• Required work
The line containing "the boy's short" marks the end; copy exactly all lines from the start of the material up to and including it.

• Material for this exercise
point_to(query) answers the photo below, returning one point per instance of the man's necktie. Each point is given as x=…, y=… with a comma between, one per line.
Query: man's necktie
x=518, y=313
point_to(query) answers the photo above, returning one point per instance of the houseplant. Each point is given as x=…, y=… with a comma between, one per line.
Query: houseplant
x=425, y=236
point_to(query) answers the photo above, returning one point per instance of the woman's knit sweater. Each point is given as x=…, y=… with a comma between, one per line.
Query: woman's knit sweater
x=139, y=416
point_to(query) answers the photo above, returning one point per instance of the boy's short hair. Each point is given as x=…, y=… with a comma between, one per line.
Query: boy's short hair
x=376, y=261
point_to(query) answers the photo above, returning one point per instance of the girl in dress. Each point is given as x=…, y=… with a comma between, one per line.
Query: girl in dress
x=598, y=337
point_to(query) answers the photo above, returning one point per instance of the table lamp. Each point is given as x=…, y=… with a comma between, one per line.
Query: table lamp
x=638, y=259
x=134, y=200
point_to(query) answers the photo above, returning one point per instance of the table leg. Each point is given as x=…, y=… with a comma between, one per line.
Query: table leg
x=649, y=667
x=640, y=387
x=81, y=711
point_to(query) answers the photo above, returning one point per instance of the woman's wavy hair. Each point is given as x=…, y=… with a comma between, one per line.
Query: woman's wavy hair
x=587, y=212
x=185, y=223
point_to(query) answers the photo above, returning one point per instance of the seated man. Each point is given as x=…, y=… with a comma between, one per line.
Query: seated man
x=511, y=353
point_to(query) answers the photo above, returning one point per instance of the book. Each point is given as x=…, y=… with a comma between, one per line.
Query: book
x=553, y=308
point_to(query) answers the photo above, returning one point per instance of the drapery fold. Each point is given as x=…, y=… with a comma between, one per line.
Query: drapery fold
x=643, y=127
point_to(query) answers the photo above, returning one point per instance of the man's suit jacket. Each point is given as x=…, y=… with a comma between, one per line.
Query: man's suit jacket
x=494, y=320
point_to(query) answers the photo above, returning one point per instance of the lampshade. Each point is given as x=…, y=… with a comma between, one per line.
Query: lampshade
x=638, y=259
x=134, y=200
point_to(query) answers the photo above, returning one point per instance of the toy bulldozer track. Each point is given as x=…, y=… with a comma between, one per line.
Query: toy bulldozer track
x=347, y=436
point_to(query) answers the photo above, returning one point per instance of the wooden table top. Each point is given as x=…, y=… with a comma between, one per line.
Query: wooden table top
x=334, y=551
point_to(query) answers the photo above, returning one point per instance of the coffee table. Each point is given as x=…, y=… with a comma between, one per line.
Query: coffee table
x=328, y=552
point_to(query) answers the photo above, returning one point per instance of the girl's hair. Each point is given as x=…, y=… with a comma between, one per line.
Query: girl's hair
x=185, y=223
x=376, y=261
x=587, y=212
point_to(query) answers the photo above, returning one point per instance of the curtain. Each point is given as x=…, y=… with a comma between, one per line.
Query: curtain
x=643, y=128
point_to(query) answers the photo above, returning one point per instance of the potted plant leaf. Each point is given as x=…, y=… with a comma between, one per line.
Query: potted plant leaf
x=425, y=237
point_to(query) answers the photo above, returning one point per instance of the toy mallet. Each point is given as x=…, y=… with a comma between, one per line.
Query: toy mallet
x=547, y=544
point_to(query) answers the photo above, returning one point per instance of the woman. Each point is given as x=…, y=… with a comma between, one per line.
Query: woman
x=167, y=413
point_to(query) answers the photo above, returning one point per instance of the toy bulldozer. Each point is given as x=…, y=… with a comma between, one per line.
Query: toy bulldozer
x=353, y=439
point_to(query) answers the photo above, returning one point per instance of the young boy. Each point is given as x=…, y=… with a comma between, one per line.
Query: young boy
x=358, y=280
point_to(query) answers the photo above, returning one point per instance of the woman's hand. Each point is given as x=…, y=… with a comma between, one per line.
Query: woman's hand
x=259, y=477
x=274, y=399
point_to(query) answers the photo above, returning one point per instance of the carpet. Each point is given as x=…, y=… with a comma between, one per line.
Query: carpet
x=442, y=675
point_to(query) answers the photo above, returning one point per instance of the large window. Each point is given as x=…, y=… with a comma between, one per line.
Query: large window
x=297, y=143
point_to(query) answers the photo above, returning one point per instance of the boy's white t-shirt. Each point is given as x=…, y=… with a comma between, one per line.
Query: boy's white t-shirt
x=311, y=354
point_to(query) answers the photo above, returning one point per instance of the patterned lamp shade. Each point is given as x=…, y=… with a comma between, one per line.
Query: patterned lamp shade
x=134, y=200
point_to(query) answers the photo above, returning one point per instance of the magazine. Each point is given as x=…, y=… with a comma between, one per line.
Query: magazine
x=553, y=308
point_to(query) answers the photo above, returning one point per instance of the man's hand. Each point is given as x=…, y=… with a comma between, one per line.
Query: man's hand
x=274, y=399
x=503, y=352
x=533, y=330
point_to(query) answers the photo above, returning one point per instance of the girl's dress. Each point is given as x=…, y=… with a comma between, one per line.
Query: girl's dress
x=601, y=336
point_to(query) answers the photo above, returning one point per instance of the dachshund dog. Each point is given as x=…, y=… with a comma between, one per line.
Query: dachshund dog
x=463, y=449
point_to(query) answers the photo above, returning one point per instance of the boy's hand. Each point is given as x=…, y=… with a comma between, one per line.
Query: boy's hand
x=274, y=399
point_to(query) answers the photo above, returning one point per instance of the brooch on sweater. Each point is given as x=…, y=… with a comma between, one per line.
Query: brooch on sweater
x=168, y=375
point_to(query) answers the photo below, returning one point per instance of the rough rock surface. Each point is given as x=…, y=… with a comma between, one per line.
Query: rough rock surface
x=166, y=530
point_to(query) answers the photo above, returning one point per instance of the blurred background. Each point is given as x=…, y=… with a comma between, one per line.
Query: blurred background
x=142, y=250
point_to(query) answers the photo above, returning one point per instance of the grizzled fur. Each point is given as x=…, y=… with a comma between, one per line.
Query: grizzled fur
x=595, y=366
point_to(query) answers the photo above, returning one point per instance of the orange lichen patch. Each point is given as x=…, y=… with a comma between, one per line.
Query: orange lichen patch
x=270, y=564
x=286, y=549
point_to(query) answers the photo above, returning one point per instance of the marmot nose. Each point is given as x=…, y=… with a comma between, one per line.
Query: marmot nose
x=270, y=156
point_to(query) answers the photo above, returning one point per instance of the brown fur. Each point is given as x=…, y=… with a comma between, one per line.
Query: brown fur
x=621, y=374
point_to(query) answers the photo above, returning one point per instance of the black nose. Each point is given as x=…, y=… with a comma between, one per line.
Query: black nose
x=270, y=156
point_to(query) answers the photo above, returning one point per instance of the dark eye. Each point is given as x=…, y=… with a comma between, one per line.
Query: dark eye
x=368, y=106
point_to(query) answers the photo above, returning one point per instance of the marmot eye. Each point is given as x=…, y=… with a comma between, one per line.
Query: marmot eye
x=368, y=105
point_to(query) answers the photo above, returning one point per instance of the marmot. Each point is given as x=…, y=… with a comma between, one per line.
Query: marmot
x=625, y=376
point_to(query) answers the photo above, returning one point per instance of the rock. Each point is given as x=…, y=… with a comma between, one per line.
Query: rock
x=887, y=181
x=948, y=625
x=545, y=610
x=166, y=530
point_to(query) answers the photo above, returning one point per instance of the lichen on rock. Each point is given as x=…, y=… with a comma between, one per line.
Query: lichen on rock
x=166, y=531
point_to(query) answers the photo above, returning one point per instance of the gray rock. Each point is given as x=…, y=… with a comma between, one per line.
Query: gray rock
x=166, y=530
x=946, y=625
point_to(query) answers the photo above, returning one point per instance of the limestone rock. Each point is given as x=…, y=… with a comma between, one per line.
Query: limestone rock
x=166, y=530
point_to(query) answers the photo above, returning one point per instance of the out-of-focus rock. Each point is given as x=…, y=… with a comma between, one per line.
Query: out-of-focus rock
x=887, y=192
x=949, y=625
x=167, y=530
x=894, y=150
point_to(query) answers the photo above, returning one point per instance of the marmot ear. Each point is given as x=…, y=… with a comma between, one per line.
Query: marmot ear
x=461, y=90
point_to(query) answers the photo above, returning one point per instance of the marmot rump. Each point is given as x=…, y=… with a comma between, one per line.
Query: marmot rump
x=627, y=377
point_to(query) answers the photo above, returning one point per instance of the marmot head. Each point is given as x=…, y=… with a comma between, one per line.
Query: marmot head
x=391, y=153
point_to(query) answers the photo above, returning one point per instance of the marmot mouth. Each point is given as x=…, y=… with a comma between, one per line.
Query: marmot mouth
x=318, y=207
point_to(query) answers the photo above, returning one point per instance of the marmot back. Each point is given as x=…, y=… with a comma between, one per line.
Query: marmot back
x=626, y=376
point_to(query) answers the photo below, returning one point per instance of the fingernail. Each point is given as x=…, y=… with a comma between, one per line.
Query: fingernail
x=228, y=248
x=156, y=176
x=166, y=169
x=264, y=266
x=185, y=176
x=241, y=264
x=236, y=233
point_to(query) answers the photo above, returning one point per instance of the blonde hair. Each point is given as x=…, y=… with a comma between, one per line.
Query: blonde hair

• Response
point_to(query) answers the photo below, returning one point per instance of the man's necktie. Each point is given as x=…, y=… with a comma between, one per line.
Query: man's necktie
x=518, y=313
point_to(query) answers the photo above, returning one point per instance of the houseplant. Each point is given as x=…, y=… with a comma between, one per line.
Query: houseplant
x=425, y=236
point_to(query) answers the photo above, returning one point per instance of the woman's knit sweater. Each point is given as x=…, y=… with a comma between, one per line.
Query: woman's knit sweater
x=139, y=416
point_to(query) answers the photo above, returning one point per instance of the boy's short hair. Each point is given as x=…, y=… with a comma between, one per line.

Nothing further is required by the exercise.